● DIRECTIONS
Reproduce verbatim everything in the listing below, from the line containing "In the screenshot above, find the glass" down to the line containing "[435,332,1315,482]", with both of those lines included.

● GIVEN RECORDS
-- Begin --

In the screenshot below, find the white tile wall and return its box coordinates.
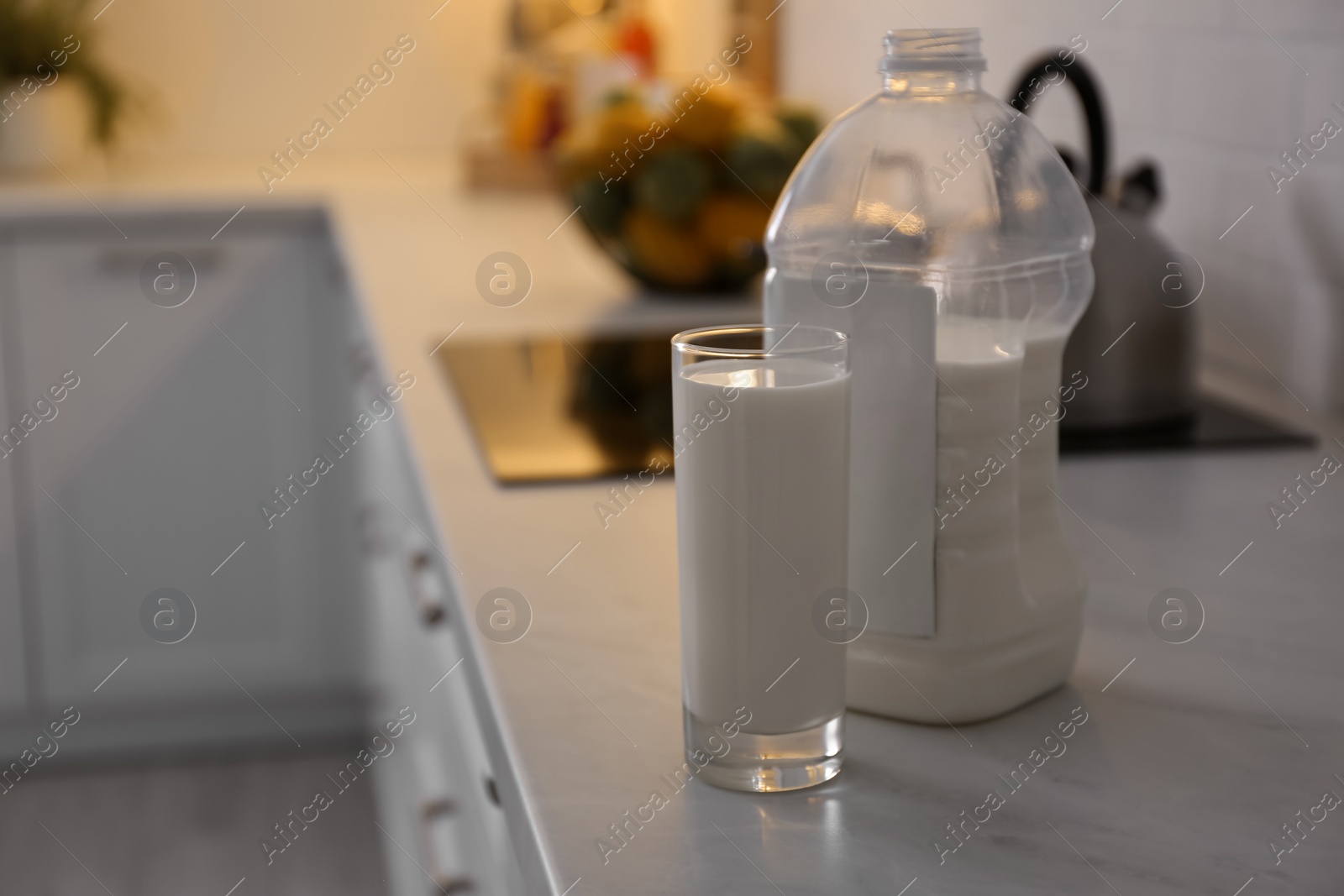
[780,0,1344,414]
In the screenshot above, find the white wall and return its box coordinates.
[780,0,1344,412]
[94,0,506,164]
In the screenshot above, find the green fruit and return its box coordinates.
[726,134,798,203]
[571,177,630,233]
[633,149,711,223]
[774,106,822,150]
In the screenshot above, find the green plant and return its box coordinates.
[0,0,126,146]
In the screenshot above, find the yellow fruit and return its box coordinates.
[625,208,710,287]
[695,195,770,262]
[664,87,738,152]
[596,99,654,160]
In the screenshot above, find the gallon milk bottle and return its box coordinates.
[764,29,1093,723]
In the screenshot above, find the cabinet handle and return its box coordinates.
[410,549,448,626]
[419,797,475,893]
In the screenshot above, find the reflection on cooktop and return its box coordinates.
[437,332,1315,482]
[438,332,674,482]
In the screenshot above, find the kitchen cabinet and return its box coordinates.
[360,389,524,896]
[0,211,363,750]
[0,201,522,896]
[0,354,27,717]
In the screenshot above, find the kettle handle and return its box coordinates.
[1008,50,1110,197]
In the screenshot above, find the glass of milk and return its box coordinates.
[672,324,860,791]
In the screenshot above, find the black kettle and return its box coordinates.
[1010,51,1205,430]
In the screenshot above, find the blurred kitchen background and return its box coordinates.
[10,0,1344,410]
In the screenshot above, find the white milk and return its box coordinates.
[674,358,849,733]
[1017,324,1087,625]
[766,277,1084,724]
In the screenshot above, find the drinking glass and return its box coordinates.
[672,325,849,791]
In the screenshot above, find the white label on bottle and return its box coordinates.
[764,271,938,637]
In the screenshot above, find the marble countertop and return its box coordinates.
[13,160,1344,896]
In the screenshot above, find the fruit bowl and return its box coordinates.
[559,91,817,293]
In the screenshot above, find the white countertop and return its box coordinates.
[16,159,1344,896]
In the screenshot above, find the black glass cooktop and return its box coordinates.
[435,332,1315,482]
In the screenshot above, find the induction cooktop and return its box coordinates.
[434,332,1315,482]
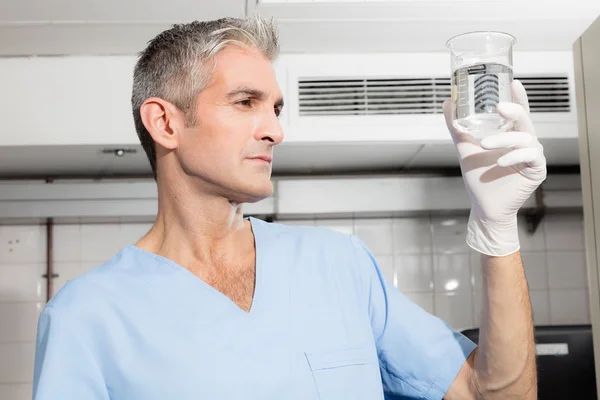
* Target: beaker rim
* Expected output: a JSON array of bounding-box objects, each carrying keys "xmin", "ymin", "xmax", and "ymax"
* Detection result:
[{"xmin": 446, "ymin": 31, "xmax": 517, "ymax": 48}]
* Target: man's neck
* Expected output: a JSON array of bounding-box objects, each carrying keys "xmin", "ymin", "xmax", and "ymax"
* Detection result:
[{"xmin": 136, "ymin": 177, "xmax": 254, "ymax": 272}]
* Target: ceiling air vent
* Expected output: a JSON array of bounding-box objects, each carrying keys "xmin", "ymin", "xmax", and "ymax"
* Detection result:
[{"xmin": 298, "ymin": 76, "xmax": 570, "ymax": 116}]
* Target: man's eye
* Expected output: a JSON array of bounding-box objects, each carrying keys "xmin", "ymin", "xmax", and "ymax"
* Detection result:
[{"xmin": 238, "ymin": 99, "xmax": 252, "ymax": 107}]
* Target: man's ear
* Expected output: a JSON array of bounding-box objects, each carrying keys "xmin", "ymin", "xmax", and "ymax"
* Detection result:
[{"xmin": 140, "ymin": 97, "xmax": 185, "ymax": 150}]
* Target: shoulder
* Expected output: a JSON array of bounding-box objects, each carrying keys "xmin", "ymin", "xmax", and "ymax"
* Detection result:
[
  {"xmin": 46, "ymin": 247, "xmax": 135, "ymax": 319},
  {"xmin": 259, "ymin": 221, "xmax": 377, "ymax": 276},
  {"xmin": 250, "ymin": 220, "xmax": 354, "ymax": 247}
]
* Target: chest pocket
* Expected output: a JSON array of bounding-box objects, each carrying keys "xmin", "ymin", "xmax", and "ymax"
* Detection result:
[{"xmin": 305, "ymin": 347, "xmax": 383, "ymax": 400}]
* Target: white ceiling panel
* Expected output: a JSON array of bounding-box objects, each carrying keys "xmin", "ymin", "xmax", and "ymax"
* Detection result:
[
  {"xmin": 280, "ymin": 19, "xmax": 588, "ymax": 53},
  {"xmin": 0, "ymin": 0, "xmax": 246, "ymax": 21},
  {"xmin": 0, "ymin": 24, "xmax": 171, "ymax": 56},
  {"xmin": 0, "ymin": 0, "xmax": 600, "ymax": 56}
]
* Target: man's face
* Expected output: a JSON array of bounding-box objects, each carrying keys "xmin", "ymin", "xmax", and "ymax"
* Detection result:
[{"xmin": 176, "ymin": 46, "xmax": 283, "ymax": 202}]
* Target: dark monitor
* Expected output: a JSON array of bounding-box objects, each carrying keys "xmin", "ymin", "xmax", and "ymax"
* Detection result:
[{"xmin": 462, "ymin": 325, "xmax": 597, "ymax": 400}]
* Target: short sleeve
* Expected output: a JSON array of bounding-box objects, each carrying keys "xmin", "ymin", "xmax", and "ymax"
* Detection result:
[
  {"xmin": 352, "ymin": 236, "xmax": 476, "ymax": 400},
  {"xmin": 33, "ymin": 306, "xmax": 110, "ymax": 400}
]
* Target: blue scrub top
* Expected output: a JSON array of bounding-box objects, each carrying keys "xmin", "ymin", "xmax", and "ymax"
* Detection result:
[{"xmin": 33, "ymin": 218, "xmax": 475, "ymax": 400}]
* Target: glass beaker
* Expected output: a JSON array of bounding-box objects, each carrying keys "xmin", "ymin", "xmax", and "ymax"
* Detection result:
[{"xmin": 446, "ymin": 32, "xmax": 516, "ymax": 135}]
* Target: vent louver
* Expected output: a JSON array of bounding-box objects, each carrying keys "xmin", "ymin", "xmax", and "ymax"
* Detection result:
[{"xmin": 298, "ymin": 76, "xmax": 571, "ymax": 116}]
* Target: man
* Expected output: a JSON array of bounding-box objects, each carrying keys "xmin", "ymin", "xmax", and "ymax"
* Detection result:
[{"xmin": 34, "ymin": 17, "xmax": 546, "ymax": 400}]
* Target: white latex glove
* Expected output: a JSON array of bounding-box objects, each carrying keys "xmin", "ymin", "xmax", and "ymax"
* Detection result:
[{"xmin": 444, "ymin": 80, "xmax": 546, "ymax": 256}]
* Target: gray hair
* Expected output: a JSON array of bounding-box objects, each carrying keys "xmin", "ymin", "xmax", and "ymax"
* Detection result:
[{"xmin": 131, "ymin": 15, "xmax": 279, "ymax": 179}]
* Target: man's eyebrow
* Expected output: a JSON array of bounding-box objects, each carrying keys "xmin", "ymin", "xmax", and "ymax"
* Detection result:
[{"xmin": 227, "ymin": 86, "xmax": 283, "ymax": 107}]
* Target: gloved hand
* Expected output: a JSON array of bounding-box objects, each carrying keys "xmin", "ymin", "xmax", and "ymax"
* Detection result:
[{"xmin": 444, "ymin": 80, "xmax": 546, "ymax": 256}]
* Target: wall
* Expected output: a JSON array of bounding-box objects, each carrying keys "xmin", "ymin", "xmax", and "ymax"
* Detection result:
[{"xmin": 0, "ymin": 214, "xmax": 589, "ymax": 400}]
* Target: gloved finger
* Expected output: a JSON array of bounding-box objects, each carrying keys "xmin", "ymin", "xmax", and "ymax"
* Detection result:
[
  {"xmin": 510, "ymin": 79, "xmax": 529, "ymax": 113},
  {"xmin": 481, "ymin": 131, "xmax": 534, "ymax": 150},
  {"xmin": 442, "ymin": 100, "xmax": 475, "ymax": 143},
  {"xmin": 496, "ymin": 102, "xmax": 535, "ymax": 136},
  {"xmin": 496, "ymin": 146, "xmax": 546, "ymax": 167}
]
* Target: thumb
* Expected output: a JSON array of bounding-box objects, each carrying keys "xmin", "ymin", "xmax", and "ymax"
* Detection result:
[{"xmin": 442, "ymin": 100, "xmax": 475, "ymax": 144}]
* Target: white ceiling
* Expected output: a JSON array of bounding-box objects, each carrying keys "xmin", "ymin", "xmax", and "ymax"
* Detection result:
[
  {"xmin": 0, "ymin": 139, "xmax": 579, "ymax": 178},
  {"xmin": 0, "ymin": 0, "xmax": 600, "ymax": 177},
  {"xmin": 0, "ymin": 0, "xmax": 600, "ymax": 56}
]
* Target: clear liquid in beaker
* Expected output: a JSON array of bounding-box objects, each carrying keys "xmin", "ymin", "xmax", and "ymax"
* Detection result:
[{"xmin": 452, "ymin": 63, "xmax": 513, "ymax": 133}]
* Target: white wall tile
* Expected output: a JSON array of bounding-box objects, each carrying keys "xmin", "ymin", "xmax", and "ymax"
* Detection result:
[
  {"xmin": 316, "ymin": 219, "xmax": 354, "ymax": 235},
  {"xmin": 375, "ymin": 256, "xmax": 396, "ymax": 286},
  {"xmin": 0, "ymin": 302, "xmax": 45, "ymax": 342},
  {"xmin": 529, "ymin": 290, "xmax": 550, "ymax": 326},
  {"xmin": 0, "ymin": 264, "xmax": 46, "ymax": 302},
  {"xmin": 548, "ymin": 251, "xmax": 587, "ymax": 289},
  {"xmin": 392, "ymin": 217, "xmax": 433, "ymax": 254},
  {"xmin": 431, "ymin": 216, "xmax": 470, "ymax": 254},
  {"xmin": 81, "ymin": 224, "xmax": 129, "ymax": 262},
  {"xmin": 472, "ymin": 290, "xmax": 483, "ymax": 328},
  {"xmin": 52, "ymin": 262, "xmax": 85, "ymax": 296},
  {"xmin": 433, "ymin": 254, "xmax": 471, "ymax": 293},
  {"xmin": 521, "ymin": 252, "xmax": 548, "ymax": 290},
  {"xmin": 518, "ymin": 216, "xmax": 546, "ymax": 251},
  {"xmin": 394, "ymin": 254, "xmax": 433, "ymax": 292},
  {"xmin": 469, "ymin": 251, "xmax": 483, "ymax": 292},
  {"xmin": 404, "ymin": 292, "xmax": 434, "ymax": 314},
  {"xmin": 354, "ymin": 218, "xmax": 394, "ymax": 255},
  {"xmin": 434, "ymin": 292, "xmax": 474, "ymax": 331},
  {"xmin": 0, "ymin": 225, "xmax": 46, "ymax": 264},
  {"xmin": 52, "ymin": 224, "xmax": 81, "ymax": 262},
  {"xmin": 0, "ymin": 383, "xmax": 33, "ymax": 400},
  {"xmin": 545, "ymin": 214, "xmax": 585, "ymax": 251},
  {"xmin": 550, "ymin": 289, "xmax": 590, "ymax": 325},
  {"xmin": 0, "ymin": 342, "xmax": 35, "ymax": 383}
]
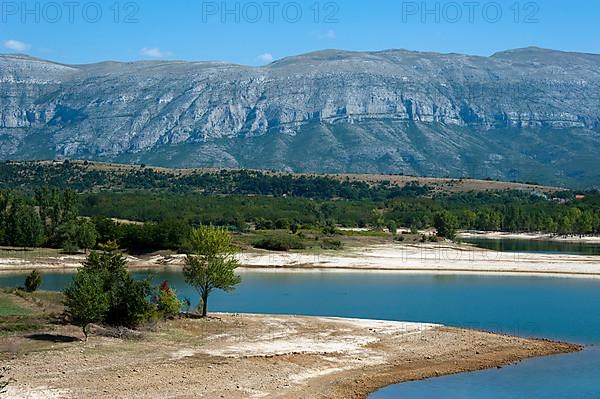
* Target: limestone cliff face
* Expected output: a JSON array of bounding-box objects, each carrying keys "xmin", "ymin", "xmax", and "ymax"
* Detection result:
[{"xmin": 0, "ymin": 48, "xmax": 600, "ymax": 188}]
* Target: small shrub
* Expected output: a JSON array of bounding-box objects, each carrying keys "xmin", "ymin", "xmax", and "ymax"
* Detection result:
[
  {"xmin": 253, "ymin": 233, "xmax": 306, "ymax": 251},
  {"xmin": 0, "ymin": 367, "xmax": 8, "ymax": 395},
  {"xmin": 25, "ymin": 270, "xmax": 42, "ymax": 292},
  {"xmin": 156, "ymin": 281, "xmax": 183, "ymax": 319},
  {"xmin": 321, "ymin": 238, "xmax": 344, "ymax": 251}
]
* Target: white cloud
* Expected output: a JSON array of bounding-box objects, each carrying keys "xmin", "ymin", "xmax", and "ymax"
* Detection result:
[
  {"xmin": 140, "ymin": 47, "xmax": 173, "ymax": 58},
  {"xmin": 319, "ymin": 29, "xmax": 337, "ymax": 40},
  {"xmin": 4, "ymin": 39, "xmax": 31, "ymax": 51},
  {"xmin": 258, "ymin": 53, "xmax": 275, "ymax": 62}
]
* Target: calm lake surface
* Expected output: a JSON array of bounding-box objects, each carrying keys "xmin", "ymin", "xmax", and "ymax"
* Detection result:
[
  {"xmin": 0, "ymin": 271, "xmax": 600, "ymax": 399},
  {"xmin": 460, "ymin": 238, "xmax": 600, "ymax": 255}
]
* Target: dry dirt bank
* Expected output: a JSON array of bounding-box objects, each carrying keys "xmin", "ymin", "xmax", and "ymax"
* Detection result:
[{"xmin": 0, "ymin": 315, "xmax": 580, "ymax": 399}]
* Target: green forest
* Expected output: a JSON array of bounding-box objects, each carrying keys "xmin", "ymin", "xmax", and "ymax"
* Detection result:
[{"xmin": 0, "ymin": 162, "xmax": 600, "ymax": 252}]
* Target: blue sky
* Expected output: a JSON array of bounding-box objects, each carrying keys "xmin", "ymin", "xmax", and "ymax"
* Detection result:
[{"xmin": 0, "ymin": 0, "xmax": 600, "ymax": 65}]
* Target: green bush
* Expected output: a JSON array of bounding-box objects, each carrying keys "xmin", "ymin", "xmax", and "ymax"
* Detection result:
[
  {"xmin": 65, "ymin": 243, "xmax": 156, "ymax": 334},
  {"xmin": 156, "ymin": 281, "xmax": 183, "ymax": 319},
  {"xmin": 321, "ymin": 238, "xmax": 344, "ymax": 251},
  {"xmin": 25, "ymin": 270, "xmax": 42, "ymax": 292},
  {"xmin": 252, "ymin": 233, "xmax": 306, "ymax": 251}
]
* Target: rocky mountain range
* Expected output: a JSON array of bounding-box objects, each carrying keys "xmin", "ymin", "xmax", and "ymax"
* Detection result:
[{"xmin": 0, "ymin": 48, "xmax": 600, "ymax": 187}]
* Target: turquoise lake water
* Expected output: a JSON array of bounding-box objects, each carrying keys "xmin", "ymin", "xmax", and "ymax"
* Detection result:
[
  {"xmin": 0, "ymin": 271, "xmax": 600, "ymax": 399},
  {"xmin": 461, "ymin": 237, "xmax": 600, "ymax": 255}
]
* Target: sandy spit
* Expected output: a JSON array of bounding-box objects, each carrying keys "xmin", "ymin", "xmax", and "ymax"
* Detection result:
[{"xmin": 0, "ymin": 314, "xmax": 581, "ymax": 399}]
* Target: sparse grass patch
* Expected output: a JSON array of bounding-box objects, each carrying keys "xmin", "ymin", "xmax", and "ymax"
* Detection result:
[{"xmin": 0, "ymin": 292, "xmax": 31, "ymax": 317}]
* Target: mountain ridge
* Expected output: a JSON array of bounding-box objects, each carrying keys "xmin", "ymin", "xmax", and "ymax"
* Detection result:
[{"xmin": 0, "ymin": 48, "xmax": 600, "ymax": 187}]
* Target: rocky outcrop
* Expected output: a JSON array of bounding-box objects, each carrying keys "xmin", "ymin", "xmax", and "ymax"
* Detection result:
[{"xmin": 0, "ymin": 48, "xmax": 600, "ymax": 188}]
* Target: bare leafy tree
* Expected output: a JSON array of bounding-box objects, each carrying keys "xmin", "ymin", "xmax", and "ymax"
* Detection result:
[{"xmin": 183, "ymin": 226, "xmax": 241, "ymax": 317}]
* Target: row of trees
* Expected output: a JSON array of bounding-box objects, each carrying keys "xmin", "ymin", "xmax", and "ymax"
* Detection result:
[
  {"xmin": 0, "ymin": 161, "xmax": 429, "ymax": 200},
  {"xmin": 82, "ymin": 191, "xmax": 600, "ymax": 238},
  {"xmin": 64, "ymin": 226, "xmax": 241, "ymax": 340},
  {"xmin": 0, "ymin": 189, "xmax": 600, "ymax": 252},
  {"xmin": 0, "ymin": 189, "xmax": 97, "ymax": 251}
]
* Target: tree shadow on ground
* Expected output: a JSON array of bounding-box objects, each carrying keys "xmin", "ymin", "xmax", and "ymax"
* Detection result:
[{"xmin": 26, "ymin": 334, "xmax": 80, "ymax": 343}]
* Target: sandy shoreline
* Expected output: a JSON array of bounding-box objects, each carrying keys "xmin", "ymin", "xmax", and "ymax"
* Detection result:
[
  {"xmin": 0, "ymin": 314, "xmax": 581, "ymax": 399},
  {"xmin": 458, "ymin": 230, "xmax": 600, "ymax": 244},
  {"xmin": 0, "ymin": 243, "xmax": 600, "ymax": 278}
]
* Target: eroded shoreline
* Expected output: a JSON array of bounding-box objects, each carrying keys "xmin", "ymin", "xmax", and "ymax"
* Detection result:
[
  {"xmin": 0, "ymin": 243, "xmax": 600, "ymax": 278},
  {"xmin": 0, "ymin": 314, "xmax": 581, "ymax": 399}
]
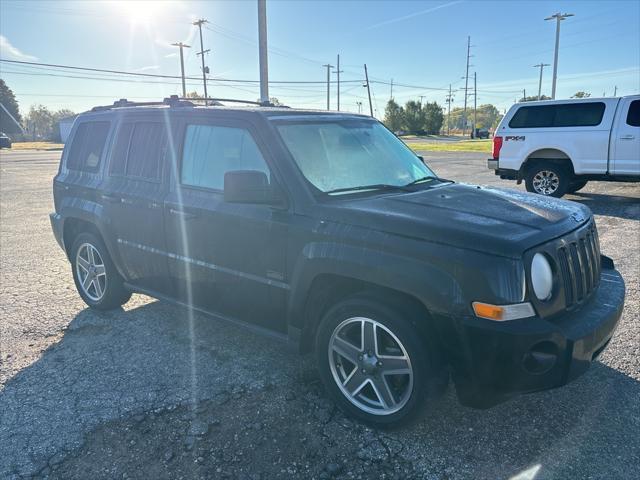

-- End --

● WRITTEN SOLUTION
In the screenshot above, find the glass of milk and return its box coordinates.
[672,324,860,791]
In the screenshot above, find the black kettle and return its box coordinates.
[1010,51,1205,430]
In the screenshot above, find the blurred kitchen background and return its box coordinates.
[10,0,1344,410]
In the screenshot above, find the white milk and return its box coordinates.
[674,358,849,733]
[1017,324,1087,625]
[766,277,1084,724]
In the screenshot above, find the drinking glass and return its box coordinates.
[672,325,849,791]
In the screenshot above, find the white label on bottle and return its box coordinates.
[764,271,938,637]
In the screenshot above, find the marble countertop and return its box coordinates.
[13,160,1344,896]
In the screenshot above, find the fruit bowl and return its box coordinates.
[559,91,817,293]
In the screenshot above, find the white countertop and return its box coordinates.
[16,159,1344,896]
In the screenshot above, find the black glass cooktop and return its box coordinates.
[435,332,1315,482]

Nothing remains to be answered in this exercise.